▸ **Items in a dataset**
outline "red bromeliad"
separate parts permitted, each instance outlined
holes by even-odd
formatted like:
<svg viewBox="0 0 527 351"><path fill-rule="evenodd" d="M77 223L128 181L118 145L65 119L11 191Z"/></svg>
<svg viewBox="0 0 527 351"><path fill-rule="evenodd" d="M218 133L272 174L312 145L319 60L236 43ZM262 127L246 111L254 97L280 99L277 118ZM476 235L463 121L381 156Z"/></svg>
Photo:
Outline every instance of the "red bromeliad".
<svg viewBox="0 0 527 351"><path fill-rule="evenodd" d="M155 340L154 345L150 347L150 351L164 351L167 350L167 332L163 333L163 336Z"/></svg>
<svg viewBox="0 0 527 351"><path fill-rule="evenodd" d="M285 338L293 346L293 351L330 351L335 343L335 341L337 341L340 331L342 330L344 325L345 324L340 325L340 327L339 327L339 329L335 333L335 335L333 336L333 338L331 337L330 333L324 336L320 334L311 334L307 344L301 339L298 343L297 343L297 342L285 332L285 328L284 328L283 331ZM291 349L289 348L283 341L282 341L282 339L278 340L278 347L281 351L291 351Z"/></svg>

▸ **Task requirements**
Write out all of the lines above again, substituting "flowering bromeliad" for each occurrence of "red bromeliad" and leaving everything else unchanged.

▸ **The result**
outline "flowering bromeliad"
separate parts permitted, each instance outlined
holes by even-odd
formatted like:
<svg viewBox="0 0 527 351"><path fill-rule="evenodd" d="M77 223L128 181L118 145L65 119L11 191Z"/></svg>
<svg viewBox="0 0 527 351"><path fill-rule="evenodd" d="M218 133L272 174L312 145L319 60L236 43ZM262 127L246 111L254 97L280 99L277 118ZM476 235L463 121L381 156Z"/></svg>
Photo:
Outline every instance of the "flowering bromeliad".
<svg viewBox="0 0 527 351"><path fill-rule="evenodd" d="M155 340L154 345L150 347L150 351L164 351L167 350L167 332L163 333L163 336Z"/></svg>
<svg viewBox="0 0 527 351"><path fill-rule="evenodd" d="M285 338L293 346L293 351L330 351L335 343L335 341L337 341L340 331L342 330L344 325L345 324L340 325L340 327L339 327L339 329L335 333L335 335L333 336L333 338L331 337L330 333L324 336L320 334L311 334L307 344L301 339L298 343L297 343L297 342L285 332L285 328L284 328L283 331ZM291 349L289 348L283 341L282 341L282 339L278 340L278 347L281 351L291 351Z"/></svg>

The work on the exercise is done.